=== TASK ===
Decide whether each statement agrees with the biography of Lara Maigue below, answering yes or no and quoting the words of the biography that decide it: (a) Nanette Moscardon was Lara's first classical mentor. (b) Lara's 2013 Philpop finalist composition was "Nasaan." (c) In 2018, Lara worked as a segment host on a PTV-4 program.

------ READING TEXT ------

Lara Marie Moscardon Maigue (born June 7, 1991) is a Filipina singer and songwriter who won the 2017 Aliw Awards for Best Classical Performer and the 2018 Aliw Awards for Best Female Crossover Performer.

Early life 
Lara was born to Filipino composer and arranger, Professor Rayben Maigue, and soprano, Nanette Moscardon, who also became her first classical mentor. She was later trained by Fides Cuyugan-Asensio at the University of the Philippines College of Music, where she graduated majoring in Voice.

Career 
A classically-trained soprano, Lara's musical repertoire also consists of singing opera, Kundiman, jazz standards, broadway, OPM, as well as her own original compositions.

Since 2010, Lara has promoted Filipino music in different parts of the world with solo cultural concerts in Florence, Italy; Canberra and Sydney, Australia; Singapore and New Delhi, India.

Her foray into song writing came in 2013, where she became one of the top five finalists in the song writing competition headed by Ryan Cayabyab and Manny V. Pangilinan, the Philippine Popular Music Festival (Philpop) for her composition, “Sa’yo Na Lang Ako,” interpreted by singer/actress Karylle. She later on tried her hand at acting and became one of the lead stars in the musical teleserye on TV5, “Trenderas", where she was nominated for “Outstanding Breakthrough Performance by an Actress” by the Golden Screen TV Awards.

In 2015, Lara became one of the top 12 finalists in Philpop, with her entry, “Nasaan.” Prior to her becoming a finalist, Lara also wrote teleserye and movie theme songs interpreted by some of the Philippines’ known recording artists—including Erik Santos, Jaya, and Regine Velasquez-Alcasid.

In 2017, Lara won the Aliw Award for Best Classical Performer. The same year, she portrayed the role of 'Ligaya Paraiso' in the award-winning movie turned into a musical "Maynila Sa Mga Kuko ng Liwanag" directed by Joel Lamangan.

In 2018, Lara went back to television, this time as segment host of Sagisag Kultura TV, a program by the National Commission for Culture and the Arts on PTV-4.  She also reprised her role as Monica in Giancarlo Menotti's opera, “The Medium.”

------ GIVEN ENTRIES ------

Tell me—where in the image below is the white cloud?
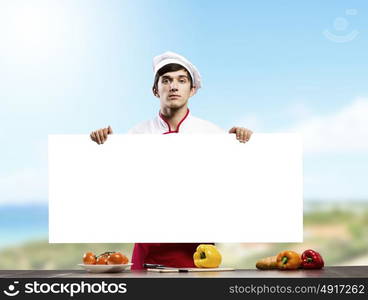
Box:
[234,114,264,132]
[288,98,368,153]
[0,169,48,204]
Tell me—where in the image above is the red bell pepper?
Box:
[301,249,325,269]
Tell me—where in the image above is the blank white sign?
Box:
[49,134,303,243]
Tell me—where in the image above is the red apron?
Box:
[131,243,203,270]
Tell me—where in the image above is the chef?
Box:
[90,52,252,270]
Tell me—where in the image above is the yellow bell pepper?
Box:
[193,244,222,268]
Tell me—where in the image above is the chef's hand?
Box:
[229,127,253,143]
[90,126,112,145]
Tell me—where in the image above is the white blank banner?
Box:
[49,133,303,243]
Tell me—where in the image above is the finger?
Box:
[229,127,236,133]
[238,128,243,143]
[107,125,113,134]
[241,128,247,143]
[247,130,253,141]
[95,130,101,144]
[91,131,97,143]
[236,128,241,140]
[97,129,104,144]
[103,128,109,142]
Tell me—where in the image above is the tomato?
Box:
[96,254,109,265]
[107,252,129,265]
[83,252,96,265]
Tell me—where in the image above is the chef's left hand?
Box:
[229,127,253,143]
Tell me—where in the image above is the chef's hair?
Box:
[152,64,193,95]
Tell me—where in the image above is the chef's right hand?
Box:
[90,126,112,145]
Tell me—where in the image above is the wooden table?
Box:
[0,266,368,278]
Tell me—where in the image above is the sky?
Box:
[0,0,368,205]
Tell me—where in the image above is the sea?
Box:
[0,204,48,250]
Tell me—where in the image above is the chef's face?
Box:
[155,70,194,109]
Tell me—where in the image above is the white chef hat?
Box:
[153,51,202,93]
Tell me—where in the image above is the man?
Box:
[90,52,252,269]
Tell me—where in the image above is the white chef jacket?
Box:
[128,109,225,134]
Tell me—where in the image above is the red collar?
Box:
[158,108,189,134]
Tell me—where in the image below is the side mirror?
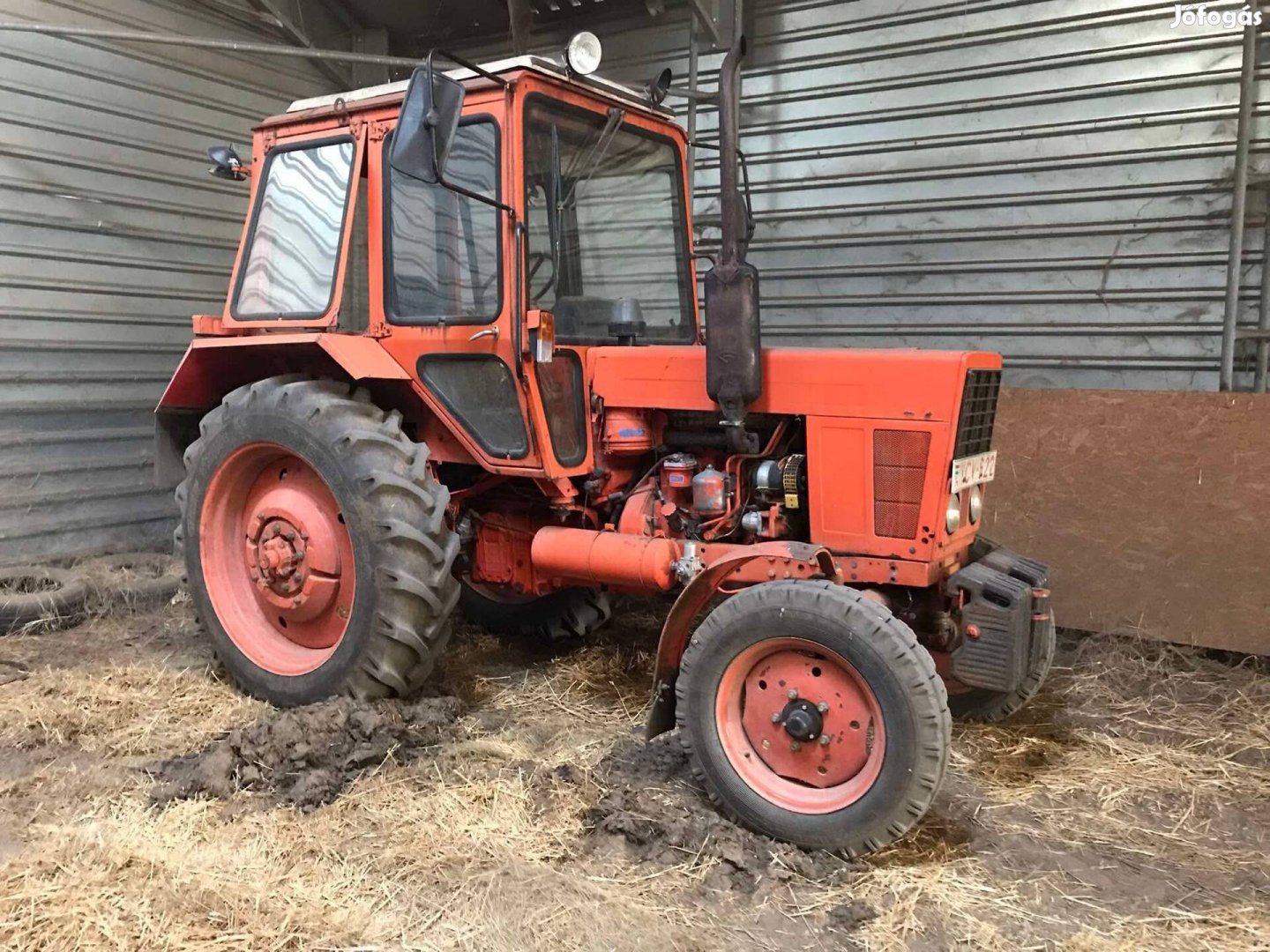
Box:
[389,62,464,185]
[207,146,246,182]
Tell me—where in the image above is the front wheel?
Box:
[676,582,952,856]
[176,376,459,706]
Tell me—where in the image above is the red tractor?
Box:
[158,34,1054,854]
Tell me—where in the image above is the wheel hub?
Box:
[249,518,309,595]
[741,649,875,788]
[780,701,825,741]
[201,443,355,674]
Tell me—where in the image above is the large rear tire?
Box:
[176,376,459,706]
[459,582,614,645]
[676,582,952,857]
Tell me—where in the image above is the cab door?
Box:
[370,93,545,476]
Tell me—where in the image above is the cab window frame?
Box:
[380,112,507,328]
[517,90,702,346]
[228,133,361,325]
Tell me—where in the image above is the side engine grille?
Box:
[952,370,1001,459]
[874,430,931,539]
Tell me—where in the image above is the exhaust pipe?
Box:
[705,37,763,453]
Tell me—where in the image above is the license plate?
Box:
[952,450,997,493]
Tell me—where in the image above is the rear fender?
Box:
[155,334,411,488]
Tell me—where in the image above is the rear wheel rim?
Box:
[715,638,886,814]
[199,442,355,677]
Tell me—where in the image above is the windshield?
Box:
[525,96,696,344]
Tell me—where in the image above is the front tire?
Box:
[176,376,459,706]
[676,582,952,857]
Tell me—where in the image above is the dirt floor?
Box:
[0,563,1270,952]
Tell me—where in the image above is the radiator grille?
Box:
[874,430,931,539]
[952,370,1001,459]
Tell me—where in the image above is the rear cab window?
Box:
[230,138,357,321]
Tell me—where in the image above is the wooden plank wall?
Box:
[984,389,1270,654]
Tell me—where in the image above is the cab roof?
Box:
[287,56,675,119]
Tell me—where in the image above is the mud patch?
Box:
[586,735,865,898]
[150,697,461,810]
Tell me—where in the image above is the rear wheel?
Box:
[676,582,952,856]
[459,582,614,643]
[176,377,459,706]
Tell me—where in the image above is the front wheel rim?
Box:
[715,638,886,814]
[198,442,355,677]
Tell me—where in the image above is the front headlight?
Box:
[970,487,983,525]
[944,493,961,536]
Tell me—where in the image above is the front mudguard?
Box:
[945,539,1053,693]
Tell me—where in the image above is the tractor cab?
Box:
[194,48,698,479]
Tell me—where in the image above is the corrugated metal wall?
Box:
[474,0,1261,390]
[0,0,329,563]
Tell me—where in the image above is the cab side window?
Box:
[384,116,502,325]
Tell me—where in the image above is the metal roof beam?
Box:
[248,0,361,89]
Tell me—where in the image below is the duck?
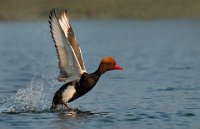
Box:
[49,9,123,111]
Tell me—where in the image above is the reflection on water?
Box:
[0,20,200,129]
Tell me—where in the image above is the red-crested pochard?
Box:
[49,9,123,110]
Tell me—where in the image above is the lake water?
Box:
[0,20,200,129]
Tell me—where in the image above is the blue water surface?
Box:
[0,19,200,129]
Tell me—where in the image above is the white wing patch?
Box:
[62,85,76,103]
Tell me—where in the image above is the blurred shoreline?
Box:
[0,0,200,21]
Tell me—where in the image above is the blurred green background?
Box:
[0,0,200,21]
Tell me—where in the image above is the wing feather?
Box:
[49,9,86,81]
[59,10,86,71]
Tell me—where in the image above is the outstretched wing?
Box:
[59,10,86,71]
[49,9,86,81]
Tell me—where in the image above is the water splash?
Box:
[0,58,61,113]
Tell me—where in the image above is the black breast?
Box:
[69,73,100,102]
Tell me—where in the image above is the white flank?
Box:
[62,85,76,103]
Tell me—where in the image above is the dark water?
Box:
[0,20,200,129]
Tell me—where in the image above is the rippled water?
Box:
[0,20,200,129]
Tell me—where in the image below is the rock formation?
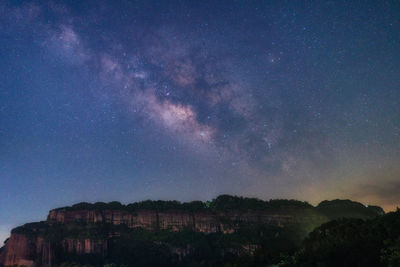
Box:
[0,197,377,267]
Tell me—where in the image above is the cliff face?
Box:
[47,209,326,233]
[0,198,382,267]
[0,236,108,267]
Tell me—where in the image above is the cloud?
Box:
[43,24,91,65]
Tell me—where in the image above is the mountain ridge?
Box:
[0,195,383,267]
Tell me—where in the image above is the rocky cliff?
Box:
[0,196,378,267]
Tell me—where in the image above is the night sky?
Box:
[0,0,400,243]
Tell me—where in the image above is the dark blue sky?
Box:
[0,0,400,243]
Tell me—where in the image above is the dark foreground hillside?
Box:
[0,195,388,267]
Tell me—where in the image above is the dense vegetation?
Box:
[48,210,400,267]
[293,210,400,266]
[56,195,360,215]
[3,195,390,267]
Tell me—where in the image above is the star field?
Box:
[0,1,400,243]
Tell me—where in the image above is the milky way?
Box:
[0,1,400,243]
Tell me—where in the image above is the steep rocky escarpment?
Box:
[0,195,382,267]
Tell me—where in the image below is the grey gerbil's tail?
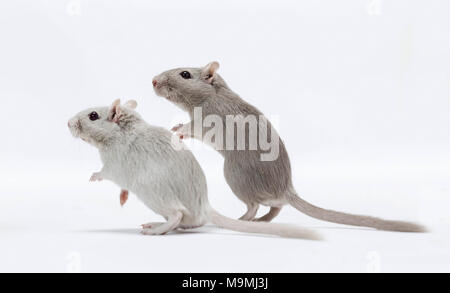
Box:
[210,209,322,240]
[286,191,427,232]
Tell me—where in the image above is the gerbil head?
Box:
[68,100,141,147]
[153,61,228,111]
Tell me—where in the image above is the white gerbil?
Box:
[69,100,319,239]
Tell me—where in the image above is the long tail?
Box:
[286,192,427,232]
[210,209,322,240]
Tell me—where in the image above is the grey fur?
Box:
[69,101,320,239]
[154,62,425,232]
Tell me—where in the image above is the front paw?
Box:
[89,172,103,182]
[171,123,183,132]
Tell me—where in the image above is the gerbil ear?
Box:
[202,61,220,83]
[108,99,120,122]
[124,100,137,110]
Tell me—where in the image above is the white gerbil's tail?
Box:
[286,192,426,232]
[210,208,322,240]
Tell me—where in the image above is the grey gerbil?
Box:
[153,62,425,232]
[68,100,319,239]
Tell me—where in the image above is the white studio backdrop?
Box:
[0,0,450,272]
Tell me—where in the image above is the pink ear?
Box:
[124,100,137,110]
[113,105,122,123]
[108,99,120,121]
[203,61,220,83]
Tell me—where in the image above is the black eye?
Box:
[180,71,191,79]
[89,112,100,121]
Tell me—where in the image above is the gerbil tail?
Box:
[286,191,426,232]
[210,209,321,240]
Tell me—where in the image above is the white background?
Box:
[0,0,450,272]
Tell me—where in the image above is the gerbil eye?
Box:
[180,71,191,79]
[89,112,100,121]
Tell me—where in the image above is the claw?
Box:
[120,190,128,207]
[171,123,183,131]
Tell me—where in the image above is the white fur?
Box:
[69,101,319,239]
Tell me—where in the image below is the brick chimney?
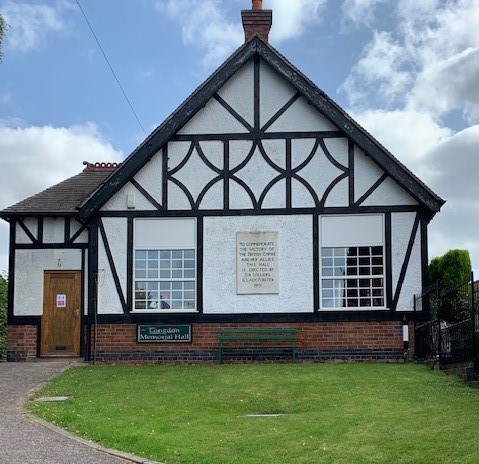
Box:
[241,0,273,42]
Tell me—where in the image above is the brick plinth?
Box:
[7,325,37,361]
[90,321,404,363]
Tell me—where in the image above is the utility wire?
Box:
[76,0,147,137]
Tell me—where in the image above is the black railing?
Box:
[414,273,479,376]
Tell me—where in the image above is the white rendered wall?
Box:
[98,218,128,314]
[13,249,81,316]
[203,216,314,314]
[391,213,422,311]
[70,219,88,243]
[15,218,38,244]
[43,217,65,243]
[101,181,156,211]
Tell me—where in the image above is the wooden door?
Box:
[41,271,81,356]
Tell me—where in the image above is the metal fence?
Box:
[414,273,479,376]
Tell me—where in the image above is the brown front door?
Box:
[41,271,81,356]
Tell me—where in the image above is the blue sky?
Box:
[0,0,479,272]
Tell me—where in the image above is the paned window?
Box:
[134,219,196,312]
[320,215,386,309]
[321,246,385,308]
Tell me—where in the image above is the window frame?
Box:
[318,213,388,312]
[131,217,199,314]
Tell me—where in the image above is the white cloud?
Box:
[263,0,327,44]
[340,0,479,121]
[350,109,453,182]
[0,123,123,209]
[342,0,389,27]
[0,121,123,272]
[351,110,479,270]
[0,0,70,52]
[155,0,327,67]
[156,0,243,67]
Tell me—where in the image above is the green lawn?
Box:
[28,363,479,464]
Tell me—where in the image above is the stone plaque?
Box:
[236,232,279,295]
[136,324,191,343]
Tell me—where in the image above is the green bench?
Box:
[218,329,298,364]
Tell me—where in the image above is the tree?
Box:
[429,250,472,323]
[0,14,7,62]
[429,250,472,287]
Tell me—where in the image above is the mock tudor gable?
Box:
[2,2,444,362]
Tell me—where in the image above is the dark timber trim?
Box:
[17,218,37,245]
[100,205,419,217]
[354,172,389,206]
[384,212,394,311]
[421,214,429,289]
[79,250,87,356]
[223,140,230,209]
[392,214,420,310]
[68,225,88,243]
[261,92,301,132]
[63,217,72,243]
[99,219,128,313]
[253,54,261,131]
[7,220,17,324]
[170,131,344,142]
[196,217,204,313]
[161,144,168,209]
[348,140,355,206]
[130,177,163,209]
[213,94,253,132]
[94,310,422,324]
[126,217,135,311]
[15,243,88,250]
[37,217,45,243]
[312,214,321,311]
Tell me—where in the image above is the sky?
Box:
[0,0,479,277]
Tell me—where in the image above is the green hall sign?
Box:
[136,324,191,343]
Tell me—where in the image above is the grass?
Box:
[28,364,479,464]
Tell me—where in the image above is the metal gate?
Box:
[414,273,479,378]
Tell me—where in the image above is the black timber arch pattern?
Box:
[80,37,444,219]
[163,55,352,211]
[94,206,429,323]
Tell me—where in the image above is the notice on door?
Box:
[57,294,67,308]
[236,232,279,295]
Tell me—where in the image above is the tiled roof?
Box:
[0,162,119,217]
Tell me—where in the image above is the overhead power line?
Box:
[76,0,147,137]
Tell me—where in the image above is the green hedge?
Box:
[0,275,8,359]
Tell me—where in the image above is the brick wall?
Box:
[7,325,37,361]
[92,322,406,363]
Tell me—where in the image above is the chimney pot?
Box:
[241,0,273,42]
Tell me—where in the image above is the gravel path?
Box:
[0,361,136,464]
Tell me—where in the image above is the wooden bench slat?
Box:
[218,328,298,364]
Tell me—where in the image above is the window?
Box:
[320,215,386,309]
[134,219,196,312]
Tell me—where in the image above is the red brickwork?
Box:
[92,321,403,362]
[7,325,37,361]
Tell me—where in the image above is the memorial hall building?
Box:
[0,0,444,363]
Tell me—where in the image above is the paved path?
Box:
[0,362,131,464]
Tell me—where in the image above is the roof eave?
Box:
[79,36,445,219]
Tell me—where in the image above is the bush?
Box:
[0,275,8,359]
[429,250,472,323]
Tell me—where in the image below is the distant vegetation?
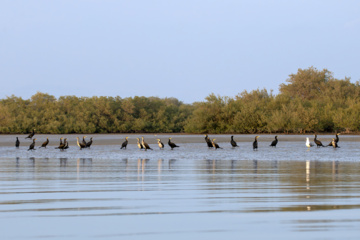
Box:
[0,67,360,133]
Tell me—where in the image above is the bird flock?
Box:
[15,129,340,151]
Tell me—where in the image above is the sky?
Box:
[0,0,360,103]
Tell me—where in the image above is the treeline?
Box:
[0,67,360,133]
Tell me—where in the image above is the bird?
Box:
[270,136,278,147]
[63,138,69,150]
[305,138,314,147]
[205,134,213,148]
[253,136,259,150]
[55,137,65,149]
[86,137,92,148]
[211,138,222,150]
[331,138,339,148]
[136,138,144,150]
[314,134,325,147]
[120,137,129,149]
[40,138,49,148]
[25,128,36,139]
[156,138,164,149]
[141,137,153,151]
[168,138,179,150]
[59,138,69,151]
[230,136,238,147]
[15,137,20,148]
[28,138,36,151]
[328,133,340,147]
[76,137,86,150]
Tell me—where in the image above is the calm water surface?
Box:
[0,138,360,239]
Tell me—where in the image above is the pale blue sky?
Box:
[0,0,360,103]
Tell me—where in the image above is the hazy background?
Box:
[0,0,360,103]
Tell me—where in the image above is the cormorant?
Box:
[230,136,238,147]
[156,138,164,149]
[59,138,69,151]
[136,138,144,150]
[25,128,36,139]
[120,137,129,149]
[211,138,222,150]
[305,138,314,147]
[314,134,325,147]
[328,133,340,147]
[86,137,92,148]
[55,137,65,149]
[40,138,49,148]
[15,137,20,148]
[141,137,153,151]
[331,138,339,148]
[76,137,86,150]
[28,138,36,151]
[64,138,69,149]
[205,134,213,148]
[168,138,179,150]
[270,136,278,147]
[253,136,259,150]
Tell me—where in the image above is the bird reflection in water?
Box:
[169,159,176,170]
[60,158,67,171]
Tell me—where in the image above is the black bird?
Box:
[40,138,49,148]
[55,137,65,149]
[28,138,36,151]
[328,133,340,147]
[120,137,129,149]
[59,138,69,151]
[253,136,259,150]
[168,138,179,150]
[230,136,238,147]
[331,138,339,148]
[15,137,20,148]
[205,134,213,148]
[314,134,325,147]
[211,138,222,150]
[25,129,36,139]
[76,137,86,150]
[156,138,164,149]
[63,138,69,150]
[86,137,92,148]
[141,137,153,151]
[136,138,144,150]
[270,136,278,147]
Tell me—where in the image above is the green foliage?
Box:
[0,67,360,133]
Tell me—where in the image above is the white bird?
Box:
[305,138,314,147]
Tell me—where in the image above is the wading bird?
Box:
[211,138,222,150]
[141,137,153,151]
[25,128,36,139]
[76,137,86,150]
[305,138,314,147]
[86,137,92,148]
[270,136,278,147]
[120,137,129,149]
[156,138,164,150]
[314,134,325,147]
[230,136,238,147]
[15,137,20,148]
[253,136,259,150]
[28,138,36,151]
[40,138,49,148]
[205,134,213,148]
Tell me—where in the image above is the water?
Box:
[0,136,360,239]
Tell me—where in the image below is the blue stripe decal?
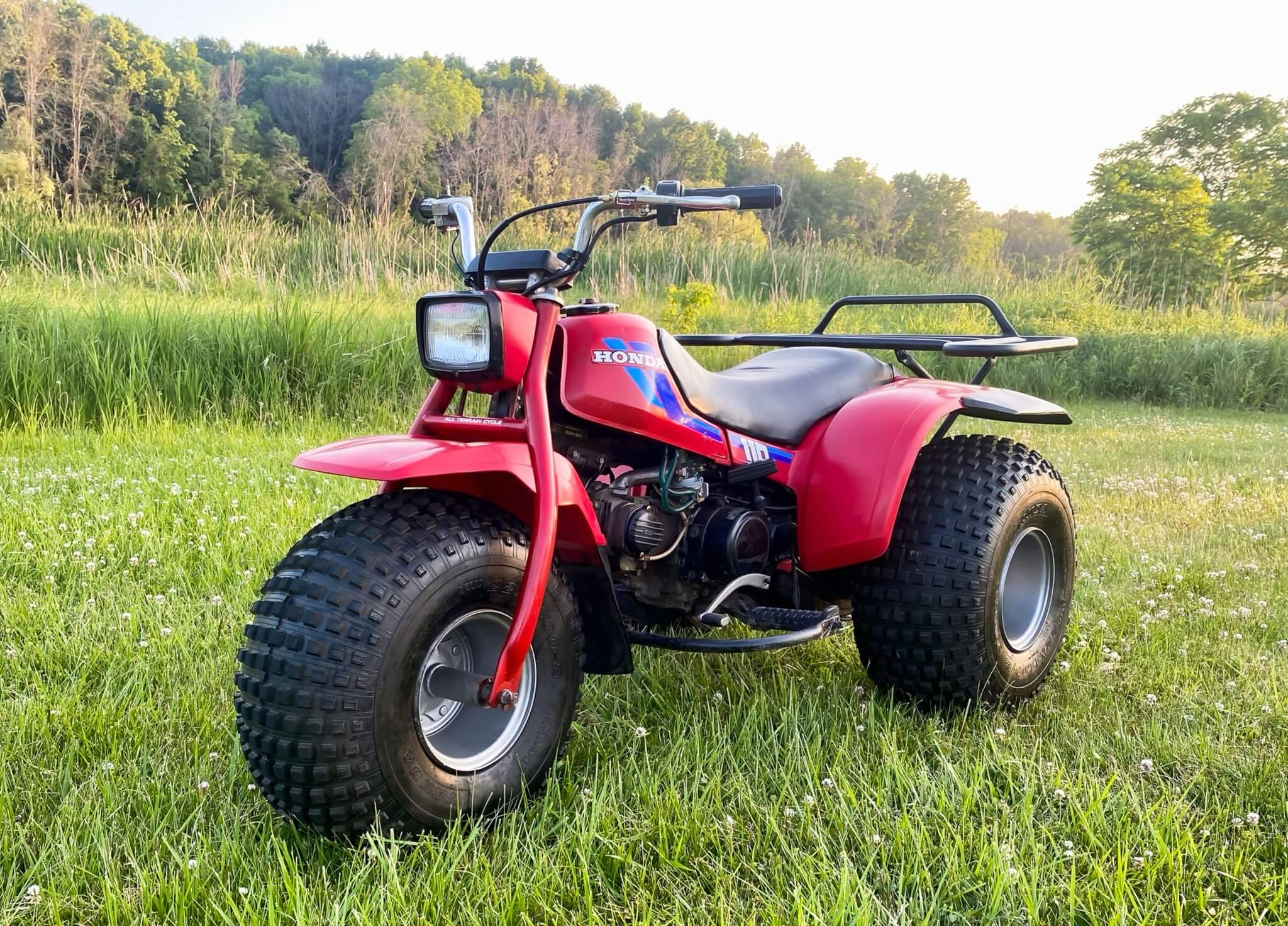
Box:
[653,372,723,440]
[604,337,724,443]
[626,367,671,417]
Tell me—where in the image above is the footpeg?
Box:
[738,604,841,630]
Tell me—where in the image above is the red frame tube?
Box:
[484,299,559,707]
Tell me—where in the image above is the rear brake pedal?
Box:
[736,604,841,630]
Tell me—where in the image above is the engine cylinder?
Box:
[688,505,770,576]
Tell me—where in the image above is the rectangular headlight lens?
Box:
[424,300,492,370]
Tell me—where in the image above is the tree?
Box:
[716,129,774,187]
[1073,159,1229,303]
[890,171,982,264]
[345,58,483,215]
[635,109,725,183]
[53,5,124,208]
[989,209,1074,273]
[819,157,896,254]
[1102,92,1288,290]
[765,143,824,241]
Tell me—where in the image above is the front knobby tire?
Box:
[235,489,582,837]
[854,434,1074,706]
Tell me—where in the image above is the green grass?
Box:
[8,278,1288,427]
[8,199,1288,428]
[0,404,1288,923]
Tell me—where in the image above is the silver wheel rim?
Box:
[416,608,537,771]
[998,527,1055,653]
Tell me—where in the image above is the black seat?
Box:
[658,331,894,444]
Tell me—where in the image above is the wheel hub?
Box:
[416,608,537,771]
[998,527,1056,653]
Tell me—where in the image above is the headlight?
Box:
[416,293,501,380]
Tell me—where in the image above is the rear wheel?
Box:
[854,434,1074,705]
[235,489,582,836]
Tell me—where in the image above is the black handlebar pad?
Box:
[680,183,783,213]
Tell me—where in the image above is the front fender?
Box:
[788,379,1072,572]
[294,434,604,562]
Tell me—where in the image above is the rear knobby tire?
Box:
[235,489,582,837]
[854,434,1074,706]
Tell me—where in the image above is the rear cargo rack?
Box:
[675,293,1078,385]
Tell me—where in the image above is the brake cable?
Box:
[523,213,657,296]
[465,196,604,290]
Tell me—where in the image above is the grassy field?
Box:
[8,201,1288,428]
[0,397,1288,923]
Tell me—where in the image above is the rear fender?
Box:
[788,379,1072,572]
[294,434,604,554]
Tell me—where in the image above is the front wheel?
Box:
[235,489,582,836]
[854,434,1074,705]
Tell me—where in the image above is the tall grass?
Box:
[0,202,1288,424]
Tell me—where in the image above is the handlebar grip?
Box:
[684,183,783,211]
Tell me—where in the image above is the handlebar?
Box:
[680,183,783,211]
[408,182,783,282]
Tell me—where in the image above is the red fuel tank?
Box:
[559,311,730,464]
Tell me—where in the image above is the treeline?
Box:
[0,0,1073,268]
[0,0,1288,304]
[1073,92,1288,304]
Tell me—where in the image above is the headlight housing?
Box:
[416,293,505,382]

------

=== WRITTEN RESPONSE ===
(a) Yes: "soprano, Nanette Moscardon, who also became her first classical mentor."
(b) No: "for her composition, “Sa’yo Na Lang Ako,” interpreted by singer/actress Karylle"
(c) Yes: "as segment host of Sagisag Kultura TV, a program by the National Commission for Culture and the Arts on PTV-4."